#### [Your tasks]
1 – Using the article below on alcohol and the immune system, decide whether each statement agrees with it. Answer yes or no for each, and quote the words that decide it. (a) A single bout of binge drinking raises the risk of infection for about 24 hours. (b) The NIAAA defines moderate drinking for women as two drinks per day. (c) Dasgupta recommends hard liquor over wine or beer.
2 – Translate this sentence from the article below on alcohol and the immune system into Spanish: "Heavy drinking may reduce immune system cells, such as white blood cells."

#### [Text shown]
HOUSTON: Drinking too much alcohol not only increases your risk for liver damage, but also weakens your immune system, leaving your body ripe for infections. This can increase the chances of long-term illness, according to the National Institute of Alcohol Abuse and Alcoholism (NIAAA). Even one bout of binge drinking leaves you at higher risk for infection for about 24 hours.
“It is well documented that drinking more than three drinks in one day on most days of the week or drinking more than five drinks on any day is damaging to the immune system,” says Amitava Dasgupta, a professor in the department of pathology and laboratory medicine at McGovern Medical School, UTHealth in Houston. “Alcohol damages the ability of your immune system to fight viral infections. In fact, both the Surgeon General and the World Health Organization advise anyone at high risk for COVID-19 to avoid alcohol because it increases your risk for infection.”
Alcohol has been also linked to increased risk for complications from surgery, decreased ability to fight cancer, and prolonged recovery from injury or illness, according to Dr. Chris Iliades, writing for Livestrong.
The NIAAA states that alcohol damages the immune system by upsetting the delicate balance of helpful and harmful bacteria in your gut that is essential for immune system function. It can also allow microbes to leak from your damaged gut to reach the liver and interfere with its function. Heavy drinking may reduce immune system cells, such as white blood cells. This can increase your risk for viral and bacterial infections, says Iliades.
“Alcohol also destroys the protective lining inside your respiratory tract that your immune system uses to prevent upper respiratory tract infections like the common cold,” says Dasgupta. The NIAAA defines moderate drinking as one drink daily for women and up to two drinks per day for men.
Dasgupta says that while there is no evidence that moderate drinking harms the immune system, he recommends sticking to wine or beer instead of hard liquor because they have a lower percentage of alcohol that can kill gut bacteria.
“The only remedy for an immune system damaged from drinking alcohol is to stop drinking,” he says. “If you are not able to drink in moderation, you should avoid alcohol.” People over the age of 65 should be especially careful as they are at a higher risk of immune system damage, says Livestrong.
“Immune system recovery depends on how long you have been drinking, how much you drink and how much damage you have done to your liver,” says Dasgupta. “Although your immune system may recover over time, at some point, liver damage becomes irreversible, and your immune system will not recover.”

#### [Dataset content]
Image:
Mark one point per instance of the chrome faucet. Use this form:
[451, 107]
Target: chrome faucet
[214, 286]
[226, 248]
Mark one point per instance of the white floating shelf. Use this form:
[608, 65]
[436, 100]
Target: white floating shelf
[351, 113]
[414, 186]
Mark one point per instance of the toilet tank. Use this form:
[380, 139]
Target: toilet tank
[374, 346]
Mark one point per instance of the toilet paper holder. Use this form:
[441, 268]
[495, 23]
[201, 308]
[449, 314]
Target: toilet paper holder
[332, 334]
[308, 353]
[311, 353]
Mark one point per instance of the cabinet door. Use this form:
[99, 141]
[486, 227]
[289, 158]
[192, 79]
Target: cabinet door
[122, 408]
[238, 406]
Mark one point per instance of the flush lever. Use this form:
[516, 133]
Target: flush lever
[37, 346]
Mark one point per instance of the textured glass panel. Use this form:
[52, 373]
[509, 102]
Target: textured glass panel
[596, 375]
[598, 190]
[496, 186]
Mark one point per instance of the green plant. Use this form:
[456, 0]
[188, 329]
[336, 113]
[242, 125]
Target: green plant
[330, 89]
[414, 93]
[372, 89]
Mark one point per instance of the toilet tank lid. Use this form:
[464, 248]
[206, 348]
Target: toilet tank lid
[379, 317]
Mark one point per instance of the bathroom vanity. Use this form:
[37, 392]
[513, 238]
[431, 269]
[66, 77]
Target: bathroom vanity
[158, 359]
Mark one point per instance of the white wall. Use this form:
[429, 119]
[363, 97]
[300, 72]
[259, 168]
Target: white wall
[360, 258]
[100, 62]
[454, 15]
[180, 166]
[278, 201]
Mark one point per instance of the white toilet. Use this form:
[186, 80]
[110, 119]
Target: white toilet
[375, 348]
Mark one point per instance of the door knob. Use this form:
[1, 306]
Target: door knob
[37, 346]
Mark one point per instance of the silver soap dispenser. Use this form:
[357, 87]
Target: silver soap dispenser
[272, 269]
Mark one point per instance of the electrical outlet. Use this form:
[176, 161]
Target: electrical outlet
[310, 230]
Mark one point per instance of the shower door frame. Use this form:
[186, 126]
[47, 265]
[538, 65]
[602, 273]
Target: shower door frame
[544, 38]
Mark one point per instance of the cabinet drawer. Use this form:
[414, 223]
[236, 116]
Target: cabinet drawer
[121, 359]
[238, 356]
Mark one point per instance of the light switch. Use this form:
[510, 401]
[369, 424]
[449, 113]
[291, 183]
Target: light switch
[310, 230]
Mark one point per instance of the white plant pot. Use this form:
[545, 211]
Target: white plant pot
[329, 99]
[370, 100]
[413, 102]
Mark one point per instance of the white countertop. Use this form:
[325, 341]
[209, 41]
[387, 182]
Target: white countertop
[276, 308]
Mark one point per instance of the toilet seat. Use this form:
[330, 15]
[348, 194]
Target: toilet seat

#### [Solutions below]
1 –
(a) Yes: "Even one bout of binge drinking leaves you at higher risk for infection for about 24 hours."
(b) No: "The NIAAA defines moderate drinking as one drink daily for women and up to two drinks per day for men."
(c) No: "he recommends sticking to wine or beer instead of hard liquor"

2 – El consumo excesivo de alcohol puede reducir las células del sistema inmunitario, como los glóbulos blancos.